(GIVEN INSTRUCTION): From the data below, collect every line that contains the word "left" and copy each one in full. Case counts, so match capital and small letters exactly.

(AVAILABLE DATA):
>> begin

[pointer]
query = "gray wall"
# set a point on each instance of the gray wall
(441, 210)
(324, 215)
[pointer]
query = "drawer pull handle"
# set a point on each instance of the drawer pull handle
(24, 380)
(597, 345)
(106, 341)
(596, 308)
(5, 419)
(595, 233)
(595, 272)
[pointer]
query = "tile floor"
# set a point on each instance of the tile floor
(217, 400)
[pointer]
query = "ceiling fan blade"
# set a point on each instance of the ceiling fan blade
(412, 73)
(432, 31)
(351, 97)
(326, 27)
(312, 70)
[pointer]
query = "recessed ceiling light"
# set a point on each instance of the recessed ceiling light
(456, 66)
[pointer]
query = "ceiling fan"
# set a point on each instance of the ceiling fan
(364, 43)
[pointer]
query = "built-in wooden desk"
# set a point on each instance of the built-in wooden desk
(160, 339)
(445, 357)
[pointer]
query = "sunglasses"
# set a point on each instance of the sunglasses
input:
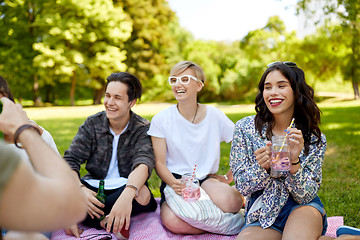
(289, 64)
(183, 80)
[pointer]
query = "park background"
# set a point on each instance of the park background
(56, 56)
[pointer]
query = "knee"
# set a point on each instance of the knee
(172, 223)
(230, 202)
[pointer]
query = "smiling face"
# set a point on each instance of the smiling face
(278, 94)
(186, 91)
(116, 102)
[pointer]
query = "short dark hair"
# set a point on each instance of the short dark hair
(5, 89)
(133, 83)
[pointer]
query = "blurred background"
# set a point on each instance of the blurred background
(59, 52)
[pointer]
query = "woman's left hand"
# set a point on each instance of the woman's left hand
(296, 142)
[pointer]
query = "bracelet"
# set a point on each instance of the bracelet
(20, 130)
(133, 187)
(296, 162)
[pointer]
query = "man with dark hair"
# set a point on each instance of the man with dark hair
(115, 147)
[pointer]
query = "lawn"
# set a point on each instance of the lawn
(340, 190)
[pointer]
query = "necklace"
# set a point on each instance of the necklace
(197, 107)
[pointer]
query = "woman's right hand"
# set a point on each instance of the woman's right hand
(263, 156)
(93, 204)
(176, 185)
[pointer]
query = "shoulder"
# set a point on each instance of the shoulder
(246, 122)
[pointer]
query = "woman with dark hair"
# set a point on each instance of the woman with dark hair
(278, 207)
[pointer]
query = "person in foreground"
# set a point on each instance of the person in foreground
(188, 134)
(42, 200)
(46, 136)
(286, 207)
(115, 147)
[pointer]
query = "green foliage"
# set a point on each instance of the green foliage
(16, 52)
(84, 42)
(340, 188)
(150, 39)
(61, 51)
(348, 12)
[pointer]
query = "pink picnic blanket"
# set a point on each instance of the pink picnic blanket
(148, 226)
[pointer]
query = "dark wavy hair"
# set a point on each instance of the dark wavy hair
(306, 112)
(5, 89)
(134, 90)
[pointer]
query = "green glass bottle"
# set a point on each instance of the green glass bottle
(101, 195)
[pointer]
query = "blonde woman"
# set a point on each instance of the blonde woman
(189, 133)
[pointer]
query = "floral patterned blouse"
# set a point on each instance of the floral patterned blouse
(250, 177)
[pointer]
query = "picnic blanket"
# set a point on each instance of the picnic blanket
(147, 226)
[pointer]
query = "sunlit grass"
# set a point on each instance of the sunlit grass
(340, 190)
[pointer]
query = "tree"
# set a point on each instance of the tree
(348, 12)
(83, 44)
(150, 38)
(16, 52)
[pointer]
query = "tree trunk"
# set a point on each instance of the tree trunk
(356, 90)
(72, 90)
(36, 96)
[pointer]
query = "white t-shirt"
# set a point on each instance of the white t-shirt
(188, 143)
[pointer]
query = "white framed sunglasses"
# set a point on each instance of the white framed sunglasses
(185, 79)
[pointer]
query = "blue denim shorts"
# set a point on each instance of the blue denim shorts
(290, 206)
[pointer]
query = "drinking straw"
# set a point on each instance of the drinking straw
(282, 145)
(193, 175)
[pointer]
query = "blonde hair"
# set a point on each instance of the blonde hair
(182, 66)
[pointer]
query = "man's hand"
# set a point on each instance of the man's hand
(11, 117)
(93, 204)
(74, 231)
(120, 212)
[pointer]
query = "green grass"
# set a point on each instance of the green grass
(340, 190)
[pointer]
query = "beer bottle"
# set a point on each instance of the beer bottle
(101, 195)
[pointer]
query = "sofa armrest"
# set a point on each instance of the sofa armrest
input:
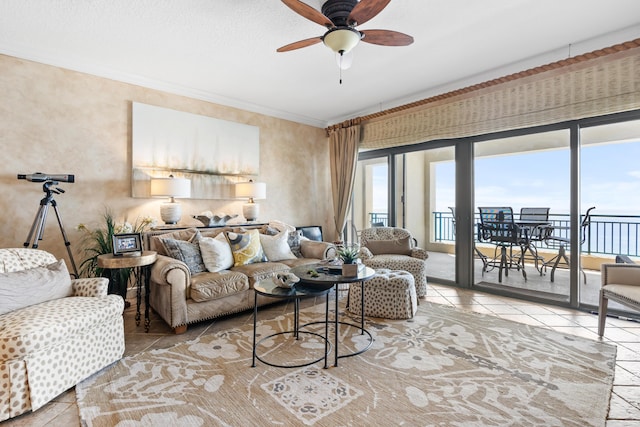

>> end

(WRITTEN ANSWER):
query = "woman's left hand"
# set a point on each instance of the woman's left hand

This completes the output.